= What to produce =
Count the lines of the listing below that contain the word "left", and reply with that number alone.

==== Recorded information ====

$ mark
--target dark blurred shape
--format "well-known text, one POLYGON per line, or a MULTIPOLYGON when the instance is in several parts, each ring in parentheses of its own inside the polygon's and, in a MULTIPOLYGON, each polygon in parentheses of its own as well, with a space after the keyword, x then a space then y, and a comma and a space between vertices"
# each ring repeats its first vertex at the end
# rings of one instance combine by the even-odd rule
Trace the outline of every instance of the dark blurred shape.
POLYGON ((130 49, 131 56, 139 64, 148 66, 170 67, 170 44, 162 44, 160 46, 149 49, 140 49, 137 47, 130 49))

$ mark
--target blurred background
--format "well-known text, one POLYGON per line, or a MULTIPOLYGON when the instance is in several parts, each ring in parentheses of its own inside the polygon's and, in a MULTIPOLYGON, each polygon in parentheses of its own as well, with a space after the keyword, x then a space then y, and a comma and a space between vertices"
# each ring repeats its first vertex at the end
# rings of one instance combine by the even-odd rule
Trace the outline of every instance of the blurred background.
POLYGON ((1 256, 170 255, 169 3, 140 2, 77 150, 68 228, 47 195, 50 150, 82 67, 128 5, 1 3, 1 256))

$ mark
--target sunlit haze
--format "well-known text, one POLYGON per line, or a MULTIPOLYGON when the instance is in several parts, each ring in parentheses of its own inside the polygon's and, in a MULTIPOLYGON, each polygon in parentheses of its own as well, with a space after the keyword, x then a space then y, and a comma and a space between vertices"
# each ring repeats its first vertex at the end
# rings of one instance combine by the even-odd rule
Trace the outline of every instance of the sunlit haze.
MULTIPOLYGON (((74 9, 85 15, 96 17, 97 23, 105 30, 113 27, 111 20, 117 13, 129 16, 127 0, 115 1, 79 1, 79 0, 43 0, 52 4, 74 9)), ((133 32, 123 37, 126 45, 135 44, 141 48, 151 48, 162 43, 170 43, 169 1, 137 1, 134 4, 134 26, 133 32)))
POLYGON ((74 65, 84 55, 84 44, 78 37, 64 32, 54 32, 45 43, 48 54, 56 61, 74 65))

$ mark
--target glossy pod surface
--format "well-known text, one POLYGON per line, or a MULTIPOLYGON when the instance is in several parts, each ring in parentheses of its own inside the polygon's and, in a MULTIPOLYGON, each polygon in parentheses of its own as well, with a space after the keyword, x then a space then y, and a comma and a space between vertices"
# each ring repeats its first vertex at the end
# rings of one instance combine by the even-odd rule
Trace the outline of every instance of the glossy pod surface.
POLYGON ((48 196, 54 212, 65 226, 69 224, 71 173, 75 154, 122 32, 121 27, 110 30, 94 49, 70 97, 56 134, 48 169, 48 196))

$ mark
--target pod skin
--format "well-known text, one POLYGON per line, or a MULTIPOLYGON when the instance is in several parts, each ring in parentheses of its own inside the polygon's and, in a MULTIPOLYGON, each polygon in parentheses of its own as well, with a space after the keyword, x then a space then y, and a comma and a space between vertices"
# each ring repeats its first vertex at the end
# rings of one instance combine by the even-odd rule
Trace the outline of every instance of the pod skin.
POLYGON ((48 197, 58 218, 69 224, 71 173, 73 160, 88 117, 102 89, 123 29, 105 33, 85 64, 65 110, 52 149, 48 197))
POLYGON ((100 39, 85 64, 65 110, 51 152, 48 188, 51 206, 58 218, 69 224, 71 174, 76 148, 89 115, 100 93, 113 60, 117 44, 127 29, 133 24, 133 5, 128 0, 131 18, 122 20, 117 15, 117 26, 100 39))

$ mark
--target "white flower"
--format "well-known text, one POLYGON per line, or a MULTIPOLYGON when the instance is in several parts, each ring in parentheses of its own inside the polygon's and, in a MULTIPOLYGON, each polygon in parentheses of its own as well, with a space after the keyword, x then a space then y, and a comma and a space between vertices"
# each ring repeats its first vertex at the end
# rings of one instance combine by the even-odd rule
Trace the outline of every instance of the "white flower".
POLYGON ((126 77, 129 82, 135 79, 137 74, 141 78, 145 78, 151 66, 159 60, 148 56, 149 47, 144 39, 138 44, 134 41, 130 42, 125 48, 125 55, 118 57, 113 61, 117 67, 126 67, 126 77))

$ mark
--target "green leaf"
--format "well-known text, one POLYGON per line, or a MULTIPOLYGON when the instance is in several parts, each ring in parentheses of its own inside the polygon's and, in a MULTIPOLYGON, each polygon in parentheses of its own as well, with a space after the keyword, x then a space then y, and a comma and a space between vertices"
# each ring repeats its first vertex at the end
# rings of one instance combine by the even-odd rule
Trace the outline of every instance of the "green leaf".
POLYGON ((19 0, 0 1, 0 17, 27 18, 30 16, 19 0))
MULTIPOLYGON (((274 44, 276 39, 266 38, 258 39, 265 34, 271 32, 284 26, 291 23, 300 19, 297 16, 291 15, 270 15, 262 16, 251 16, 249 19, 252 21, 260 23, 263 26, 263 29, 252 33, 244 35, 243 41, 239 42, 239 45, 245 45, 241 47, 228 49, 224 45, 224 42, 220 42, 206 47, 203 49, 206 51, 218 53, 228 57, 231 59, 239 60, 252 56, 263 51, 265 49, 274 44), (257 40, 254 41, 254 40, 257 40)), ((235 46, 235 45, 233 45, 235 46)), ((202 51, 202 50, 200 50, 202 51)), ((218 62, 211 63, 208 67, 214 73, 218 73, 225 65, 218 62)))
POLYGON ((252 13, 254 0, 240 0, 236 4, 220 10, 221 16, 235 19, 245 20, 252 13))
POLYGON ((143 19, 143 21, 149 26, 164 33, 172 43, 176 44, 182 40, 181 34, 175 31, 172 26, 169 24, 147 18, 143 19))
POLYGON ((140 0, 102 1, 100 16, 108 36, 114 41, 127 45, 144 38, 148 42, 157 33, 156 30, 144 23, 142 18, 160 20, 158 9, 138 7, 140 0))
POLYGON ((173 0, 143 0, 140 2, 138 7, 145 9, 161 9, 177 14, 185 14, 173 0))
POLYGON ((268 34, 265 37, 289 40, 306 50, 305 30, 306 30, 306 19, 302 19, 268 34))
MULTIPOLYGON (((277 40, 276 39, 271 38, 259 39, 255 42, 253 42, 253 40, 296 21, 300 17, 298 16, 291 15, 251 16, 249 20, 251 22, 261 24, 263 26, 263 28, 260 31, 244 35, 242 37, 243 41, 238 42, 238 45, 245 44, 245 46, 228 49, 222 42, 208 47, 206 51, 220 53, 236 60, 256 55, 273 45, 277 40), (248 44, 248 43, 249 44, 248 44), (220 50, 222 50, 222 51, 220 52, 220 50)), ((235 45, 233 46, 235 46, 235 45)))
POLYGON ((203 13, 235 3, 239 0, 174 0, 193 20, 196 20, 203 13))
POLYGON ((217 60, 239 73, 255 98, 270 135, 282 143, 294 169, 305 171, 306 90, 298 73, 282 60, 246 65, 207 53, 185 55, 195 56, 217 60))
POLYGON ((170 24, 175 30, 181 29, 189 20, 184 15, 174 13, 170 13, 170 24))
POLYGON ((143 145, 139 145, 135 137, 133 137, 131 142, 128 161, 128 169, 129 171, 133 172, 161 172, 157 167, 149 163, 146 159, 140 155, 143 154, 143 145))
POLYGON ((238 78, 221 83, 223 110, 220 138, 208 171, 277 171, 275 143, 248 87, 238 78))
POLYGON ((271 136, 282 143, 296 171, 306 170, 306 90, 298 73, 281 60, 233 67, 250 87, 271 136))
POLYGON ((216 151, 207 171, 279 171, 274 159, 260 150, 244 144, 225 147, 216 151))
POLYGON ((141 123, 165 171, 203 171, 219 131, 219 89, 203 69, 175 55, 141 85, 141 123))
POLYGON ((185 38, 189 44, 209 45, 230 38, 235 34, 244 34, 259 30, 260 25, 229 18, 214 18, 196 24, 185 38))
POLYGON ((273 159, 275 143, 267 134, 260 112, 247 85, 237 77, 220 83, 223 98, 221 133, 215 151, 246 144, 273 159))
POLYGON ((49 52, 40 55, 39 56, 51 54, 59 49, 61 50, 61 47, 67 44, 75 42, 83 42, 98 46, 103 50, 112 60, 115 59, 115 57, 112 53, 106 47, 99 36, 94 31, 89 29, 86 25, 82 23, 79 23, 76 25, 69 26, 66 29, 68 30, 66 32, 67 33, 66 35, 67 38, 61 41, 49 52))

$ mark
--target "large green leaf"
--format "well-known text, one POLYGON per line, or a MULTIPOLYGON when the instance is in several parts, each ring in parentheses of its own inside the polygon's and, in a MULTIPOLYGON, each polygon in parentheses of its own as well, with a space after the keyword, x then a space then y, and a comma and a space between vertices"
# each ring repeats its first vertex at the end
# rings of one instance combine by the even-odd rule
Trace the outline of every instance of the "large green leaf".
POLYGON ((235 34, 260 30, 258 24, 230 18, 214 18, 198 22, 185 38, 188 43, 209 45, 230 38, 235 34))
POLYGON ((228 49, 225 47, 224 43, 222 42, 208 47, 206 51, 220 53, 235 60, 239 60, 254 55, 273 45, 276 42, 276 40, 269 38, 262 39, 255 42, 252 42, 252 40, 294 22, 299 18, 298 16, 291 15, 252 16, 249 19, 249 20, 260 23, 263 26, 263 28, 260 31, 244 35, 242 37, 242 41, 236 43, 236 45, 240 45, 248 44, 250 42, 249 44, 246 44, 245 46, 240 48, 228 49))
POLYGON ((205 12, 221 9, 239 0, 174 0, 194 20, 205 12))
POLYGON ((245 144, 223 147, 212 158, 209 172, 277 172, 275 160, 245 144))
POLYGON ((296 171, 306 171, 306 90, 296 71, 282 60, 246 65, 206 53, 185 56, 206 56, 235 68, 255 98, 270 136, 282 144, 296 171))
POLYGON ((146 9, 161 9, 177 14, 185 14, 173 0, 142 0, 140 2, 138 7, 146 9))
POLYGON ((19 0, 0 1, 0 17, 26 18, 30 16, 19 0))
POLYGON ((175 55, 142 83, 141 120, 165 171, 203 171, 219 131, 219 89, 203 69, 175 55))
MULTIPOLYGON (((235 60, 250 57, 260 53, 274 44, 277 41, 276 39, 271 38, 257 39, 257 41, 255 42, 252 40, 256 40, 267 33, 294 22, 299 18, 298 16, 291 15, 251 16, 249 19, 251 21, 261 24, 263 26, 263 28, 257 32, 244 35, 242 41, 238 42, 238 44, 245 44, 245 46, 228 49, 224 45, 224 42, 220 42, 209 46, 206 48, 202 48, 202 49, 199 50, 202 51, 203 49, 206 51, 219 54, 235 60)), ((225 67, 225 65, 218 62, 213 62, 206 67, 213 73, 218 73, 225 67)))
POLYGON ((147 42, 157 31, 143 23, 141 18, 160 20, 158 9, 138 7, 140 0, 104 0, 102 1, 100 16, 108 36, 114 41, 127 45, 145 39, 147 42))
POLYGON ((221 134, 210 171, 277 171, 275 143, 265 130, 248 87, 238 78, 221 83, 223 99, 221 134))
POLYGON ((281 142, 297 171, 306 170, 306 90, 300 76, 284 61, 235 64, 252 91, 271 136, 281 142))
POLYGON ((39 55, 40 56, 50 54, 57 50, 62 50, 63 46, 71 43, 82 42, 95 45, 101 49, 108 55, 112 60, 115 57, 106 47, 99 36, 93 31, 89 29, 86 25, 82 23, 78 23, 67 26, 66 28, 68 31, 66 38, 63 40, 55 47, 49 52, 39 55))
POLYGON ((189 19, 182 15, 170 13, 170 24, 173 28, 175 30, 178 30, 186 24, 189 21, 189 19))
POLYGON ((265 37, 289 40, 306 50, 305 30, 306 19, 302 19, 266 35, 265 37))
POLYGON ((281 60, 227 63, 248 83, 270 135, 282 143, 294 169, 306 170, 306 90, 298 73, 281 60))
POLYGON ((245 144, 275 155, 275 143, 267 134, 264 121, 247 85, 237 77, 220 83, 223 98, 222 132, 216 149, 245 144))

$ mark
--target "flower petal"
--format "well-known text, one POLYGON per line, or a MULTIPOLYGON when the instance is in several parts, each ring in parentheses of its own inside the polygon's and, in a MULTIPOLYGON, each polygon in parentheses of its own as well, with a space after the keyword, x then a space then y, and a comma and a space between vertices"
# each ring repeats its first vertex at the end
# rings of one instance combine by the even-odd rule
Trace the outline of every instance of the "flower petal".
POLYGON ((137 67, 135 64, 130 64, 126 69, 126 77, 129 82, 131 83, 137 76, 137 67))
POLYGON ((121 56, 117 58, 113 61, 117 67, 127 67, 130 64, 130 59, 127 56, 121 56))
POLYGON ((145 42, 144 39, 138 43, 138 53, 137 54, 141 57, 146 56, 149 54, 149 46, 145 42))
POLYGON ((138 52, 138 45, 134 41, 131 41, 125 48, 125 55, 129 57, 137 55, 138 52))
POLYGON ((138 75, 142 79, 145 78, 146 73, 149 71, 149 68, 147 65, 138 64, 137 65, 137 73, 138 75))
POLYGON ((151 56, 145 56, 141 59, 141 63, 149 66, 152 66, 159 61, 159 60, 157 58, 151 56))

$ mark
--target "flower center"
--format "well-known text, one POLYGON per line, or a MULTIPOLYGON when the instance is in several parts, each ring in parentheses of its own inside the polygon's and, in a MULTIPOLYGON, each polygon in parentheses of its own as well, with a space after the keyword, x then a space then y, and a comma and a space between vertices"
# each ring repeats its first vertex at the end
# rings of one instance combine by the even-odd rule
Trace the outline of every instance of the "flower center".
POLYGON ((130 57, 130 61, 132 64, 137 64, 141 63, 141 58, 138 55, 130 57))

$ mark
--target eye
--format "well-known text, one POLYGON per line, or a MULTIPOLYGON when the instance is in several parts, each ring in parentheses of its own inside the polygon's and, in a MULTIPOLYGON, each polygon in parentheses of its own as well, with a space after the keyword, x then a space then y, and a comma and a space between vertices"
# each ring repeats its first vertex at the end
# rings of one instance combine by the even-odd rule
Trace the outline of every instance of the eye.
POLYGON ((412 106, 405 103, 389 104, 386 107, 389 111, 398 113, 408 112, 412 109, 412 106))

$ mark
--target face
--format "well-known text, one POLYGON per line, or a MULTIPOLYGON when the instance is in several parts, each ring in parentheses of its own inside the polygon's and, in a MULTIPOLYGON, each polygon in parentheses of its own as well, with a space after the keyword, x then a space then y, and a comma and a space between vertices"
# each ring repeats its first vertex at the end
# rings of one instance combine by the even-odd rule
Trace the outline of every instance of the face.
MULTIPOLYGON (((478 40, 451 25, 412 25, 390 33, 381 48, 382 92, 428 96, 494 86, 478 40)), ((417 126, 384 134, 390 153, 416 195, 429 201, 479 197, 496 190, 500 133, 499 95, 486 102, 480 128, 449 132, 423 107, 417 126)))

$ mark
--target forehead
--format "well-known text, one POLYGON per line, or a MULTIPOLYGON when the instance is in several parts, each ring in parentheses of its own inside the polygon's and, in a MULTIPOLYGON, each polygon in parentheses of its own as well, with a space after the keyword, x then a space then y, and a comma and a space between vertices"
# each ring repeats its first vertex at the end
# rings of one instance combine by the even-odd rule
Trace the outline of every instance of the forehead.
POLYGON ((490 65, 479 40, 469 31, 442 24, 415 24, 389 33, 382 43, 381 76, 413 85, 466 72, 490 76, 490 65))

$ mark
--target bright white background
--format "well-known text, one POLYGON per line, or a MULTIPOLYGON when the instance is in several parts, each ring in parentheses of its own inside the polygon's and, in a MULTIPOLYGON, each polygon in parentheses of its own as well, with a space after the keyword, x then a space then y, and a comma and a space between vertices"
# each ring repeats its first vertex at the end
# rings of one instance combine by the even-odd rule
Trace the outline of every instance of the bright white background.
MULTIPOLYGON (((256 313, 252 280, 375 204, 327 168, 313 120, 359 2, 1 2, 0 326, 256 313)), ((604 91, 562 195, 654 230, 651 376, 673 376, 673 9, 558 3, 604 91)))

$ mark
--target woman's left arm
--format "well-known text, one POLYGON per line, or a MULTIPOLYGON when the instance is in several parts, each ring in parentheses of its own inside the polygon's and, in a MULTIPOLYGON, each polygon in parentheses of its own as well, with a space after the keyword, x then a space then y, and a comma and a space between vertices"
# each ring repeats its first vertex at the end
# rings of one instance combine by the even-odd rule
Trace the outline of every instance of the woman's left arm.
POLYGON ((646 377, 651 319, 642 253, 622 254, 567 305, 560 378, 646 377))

====

= Answer to this problem =
2